Add Fabulous fuzz to your pages
Figure 1.To tear mulberry paper in straight lines for items such as Christmas trees, use the fold-and-lick technique. Page by Becky Higgins, photos by Stephanie Raquel.
Supplies Mulberry paper: Personal Stamp Exchange. Note: The mulberry paper was not acid free, so Becky deacidified it first with Archival Mist spray.
Look around you. What do you see that's fuzzy? What has a fibery texture? Now look at your pictures. Ask yourself the same questions. Maybe you see a Christmas wreath in the background that has a textured outline. Look even closer. Perhaps you see the fuzzy cuff of someone's mitten or a tree far off in the distance.
Life is made up of all sorts of textured things. You can find fuzzy edges and furry linings in everything from nature to someone's hair. How do you best replicate this kind of texture in your scrapbook? I like to use mulberry paper. In our February 2000 issue, I featured this specialty paper as my editor's pick and for good reason! Not only is mulberry paper the perfect way to imitate any feathery item, it's also a beautiful enhancement to photo mats, journaling blocks, page accents, titles, lettering and even borders.
Chances are, you've seen mulberry paper before in a local craft, scrapbooking or specialty paper store. You've probably seen it used in magazines and idea books as well. Have you wondered how the artist got that incredible feathery look? She certainly didn't treat this unique paper like any old cardstock. It's meant to be torn!
========================================
## Problem set:
1. Duplicate a passage from the mulberry paper article, beginning at the words "Look around you." and stopping after "in the distance.".
2. State whether each statement agrees with the mulberry paper article, giving yes or no and quoting the article's deciding words: (a) The mulberry paper used on the page was acid free. (b) Mulberry paper was featured as an editor's pick in the February 2000 issue. (c) Stephanie Raquel made the page.

[Object location annotation data]
========================================
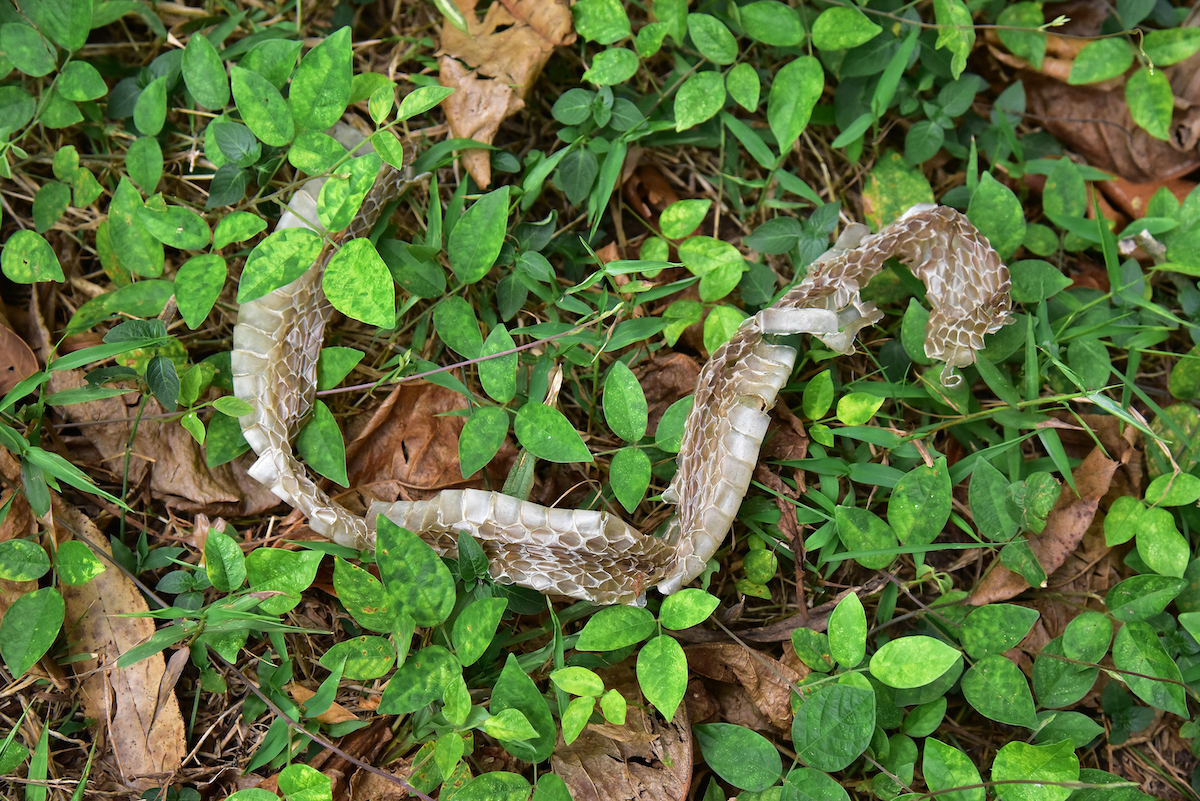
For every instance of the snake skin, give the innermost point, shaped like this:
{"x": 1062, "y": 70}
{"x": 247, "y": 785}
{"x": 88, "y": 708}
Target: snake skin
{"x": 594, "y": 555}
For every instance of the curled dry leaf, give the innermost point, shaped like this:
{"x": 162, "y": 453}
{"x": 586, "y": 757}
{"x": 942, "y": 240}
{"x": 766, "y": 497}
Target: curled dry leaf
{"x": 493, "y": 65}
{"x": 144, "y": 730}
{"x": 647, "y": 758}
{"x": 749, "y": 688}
========================================
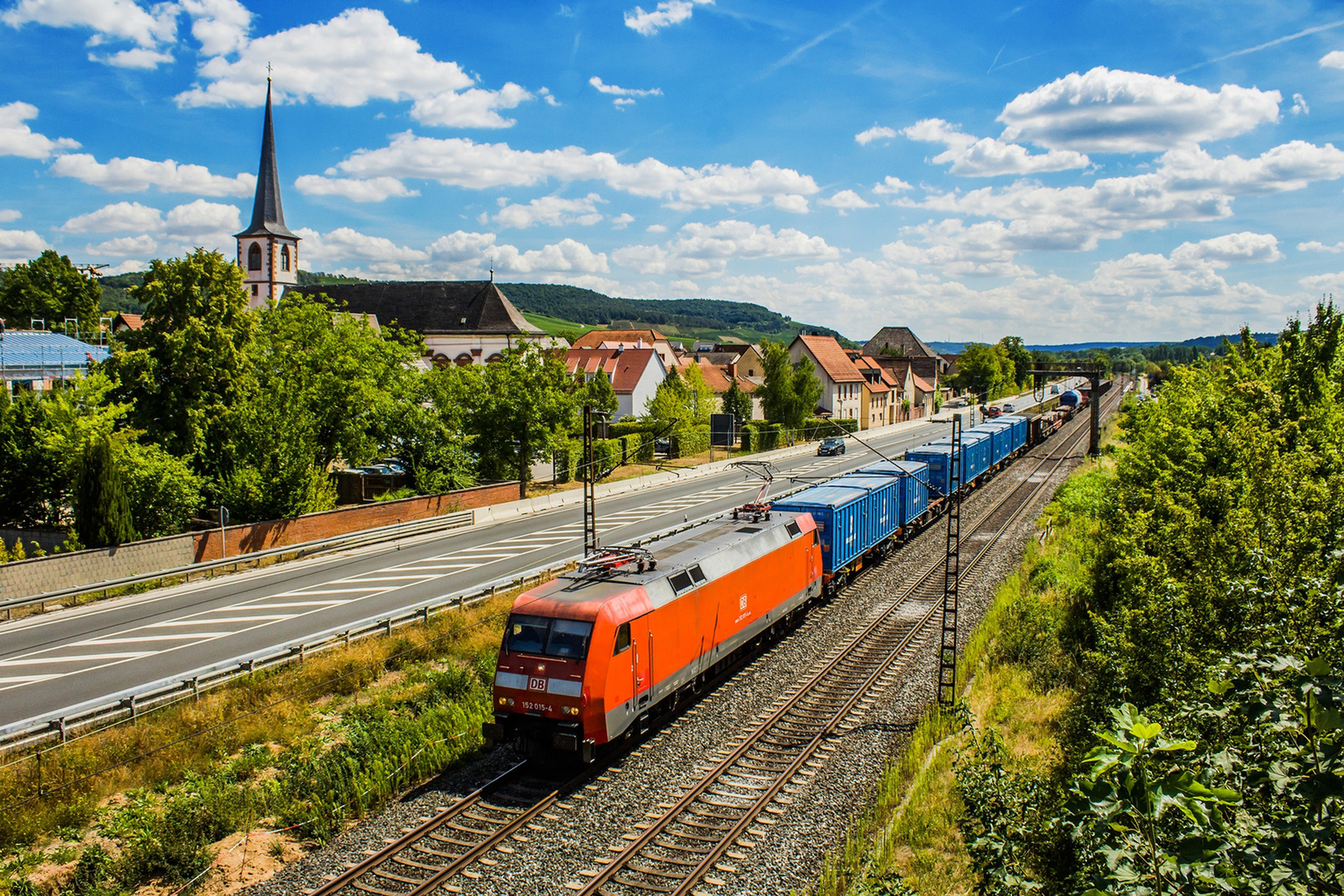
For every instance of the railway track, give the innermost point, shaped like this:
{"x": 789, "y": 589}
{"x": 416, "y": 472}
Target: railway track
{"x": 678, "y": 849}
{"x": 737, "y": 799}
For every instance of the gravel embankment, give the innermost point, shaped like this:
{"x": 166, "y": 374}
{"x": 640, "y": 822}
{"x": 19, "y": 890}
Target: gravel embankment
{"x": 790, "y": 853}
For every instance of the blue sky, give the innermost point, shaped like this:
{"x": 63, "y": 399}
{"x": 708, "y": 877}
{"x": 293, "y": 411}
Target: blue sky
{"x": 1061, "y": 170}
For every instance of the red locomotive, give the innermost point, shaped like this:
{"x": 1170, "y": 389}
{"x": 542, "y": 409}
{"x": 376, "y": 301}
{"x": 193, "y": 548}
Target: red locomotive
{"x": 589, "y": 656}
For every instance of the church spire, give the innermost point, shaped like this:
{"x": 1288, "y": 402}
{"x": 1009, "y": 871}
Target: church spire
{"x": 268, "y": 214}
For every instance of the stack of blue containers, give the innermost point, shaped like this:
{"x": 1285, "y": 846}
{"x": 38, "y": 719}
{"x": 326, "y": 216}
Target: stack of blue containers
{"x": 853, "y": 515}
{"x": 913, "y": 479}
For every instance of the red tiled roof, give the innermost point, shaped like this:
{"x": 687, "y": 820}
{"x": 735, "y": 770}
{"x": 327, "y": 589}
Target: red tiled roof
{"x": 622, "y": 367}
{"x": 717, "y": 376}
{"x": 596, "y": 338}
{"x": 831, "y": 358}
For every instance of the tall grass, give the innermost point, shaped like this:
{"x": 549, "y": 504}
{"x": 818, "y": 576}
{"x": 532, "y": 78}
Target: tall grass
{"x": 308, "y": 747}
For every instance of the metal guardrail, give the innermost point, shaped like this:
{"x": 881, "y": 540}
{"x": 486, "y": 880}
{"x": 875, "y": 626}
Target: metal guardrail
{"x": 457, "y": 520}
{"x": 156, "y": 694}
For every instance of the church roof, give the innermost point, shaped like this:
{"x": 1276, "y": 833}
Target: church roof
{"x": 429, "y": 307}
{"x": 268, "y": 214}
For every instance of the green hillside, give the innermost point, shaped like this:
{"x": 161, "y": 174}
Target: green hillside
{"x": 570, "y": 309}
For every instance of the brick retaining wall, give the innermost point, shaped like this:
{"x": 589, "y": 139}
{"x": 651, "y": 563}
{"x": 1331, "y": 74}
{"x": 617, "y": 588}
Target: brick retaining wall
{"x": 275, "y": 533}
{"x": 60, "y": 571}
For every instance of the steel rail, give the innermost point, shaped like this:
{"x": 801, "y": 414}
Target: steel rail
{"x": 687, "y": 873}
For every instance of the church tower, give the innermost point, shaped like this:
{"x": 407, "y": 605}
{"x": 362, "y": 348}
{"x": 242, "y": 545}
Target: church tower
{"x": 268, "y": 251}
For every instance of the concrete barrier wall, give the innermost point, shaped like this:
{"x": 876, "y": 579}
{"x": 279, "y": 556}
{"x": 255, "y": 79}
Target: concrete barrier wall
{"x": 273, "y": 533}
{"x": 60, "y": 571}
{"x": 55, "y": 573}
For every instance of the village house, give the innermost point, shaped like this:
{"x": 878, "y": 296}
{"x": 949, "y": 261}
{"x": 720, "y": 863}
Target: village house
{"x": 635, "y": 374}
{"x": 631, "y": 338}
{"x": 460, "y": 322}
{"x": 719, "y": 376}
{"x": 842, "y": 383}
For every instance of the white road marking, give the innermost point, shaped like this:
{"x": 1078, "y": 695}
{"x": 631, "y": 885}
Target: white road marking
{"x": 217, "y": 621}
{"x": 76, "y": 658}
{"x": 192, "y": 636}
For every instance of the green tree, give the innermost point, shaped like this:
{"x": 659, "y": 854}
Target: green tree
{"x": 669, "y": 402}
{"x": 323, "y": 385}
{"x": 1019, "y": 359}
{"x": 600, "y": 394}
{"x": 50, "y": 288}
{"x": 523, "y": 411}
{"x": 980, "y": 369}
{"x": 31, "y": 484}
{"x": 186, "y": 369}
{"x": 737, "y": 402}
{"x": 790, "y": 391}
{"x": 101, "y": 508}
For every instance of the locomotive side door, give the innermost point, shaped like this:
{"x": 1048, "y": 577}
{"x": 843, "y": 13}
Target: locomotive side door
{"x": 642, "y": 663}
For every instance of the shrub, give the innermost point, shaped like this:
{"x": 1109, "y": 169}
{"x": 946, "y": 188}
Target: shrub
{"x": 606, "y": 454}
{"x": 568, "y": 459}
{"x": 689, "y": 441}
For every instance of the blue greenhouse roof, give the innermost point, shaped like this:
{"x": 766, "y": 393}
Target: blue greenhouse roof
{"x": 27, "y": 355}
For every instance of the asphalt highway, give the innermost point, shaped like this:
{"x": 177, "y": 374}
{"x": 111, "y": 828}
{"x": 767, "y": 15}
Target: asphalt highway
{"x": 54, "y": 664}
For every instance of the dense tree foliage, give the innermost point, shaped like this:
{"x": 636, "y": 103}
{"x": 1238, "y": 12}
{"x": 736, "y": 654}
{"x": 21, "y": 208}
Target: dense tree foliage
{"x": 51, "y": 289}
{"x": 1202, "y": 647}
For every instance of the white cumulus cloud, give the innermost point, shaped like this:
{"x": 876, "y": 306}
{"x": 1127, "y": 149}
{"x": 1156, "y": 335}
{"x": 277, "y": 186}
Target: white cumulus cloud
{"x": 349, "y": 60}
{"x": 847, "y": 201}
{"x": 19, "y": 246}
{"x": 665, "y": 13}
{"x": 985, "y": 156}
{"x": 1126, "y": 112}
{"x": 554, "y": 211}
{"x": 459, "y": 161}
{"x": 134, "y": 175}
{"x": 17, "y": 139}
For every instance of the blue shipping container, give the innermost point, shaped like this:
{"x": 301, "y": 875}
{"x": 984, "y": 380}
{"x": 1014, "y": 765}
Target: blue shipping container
========================================
## Responses to the tasks:
1.
Look around you. What do you see that's fuzzy? What has a fibery texture? Now look at your pictures. Ask yourself the same questions. Maybe you see a Christmas wreath in the background that has a textured outline. Look even closer. Perhaps you see the fuzzy cuff of someone's mitten or a tree far off in the distance.

2.
(a) No: "The mulberry paper was not acid free"
(b) Yes: "In our February 2000 issue, I featured this specialty paper as my editor's pick"
(c) No: "Page by Becky Higgins, photos by Stephanie Raquel."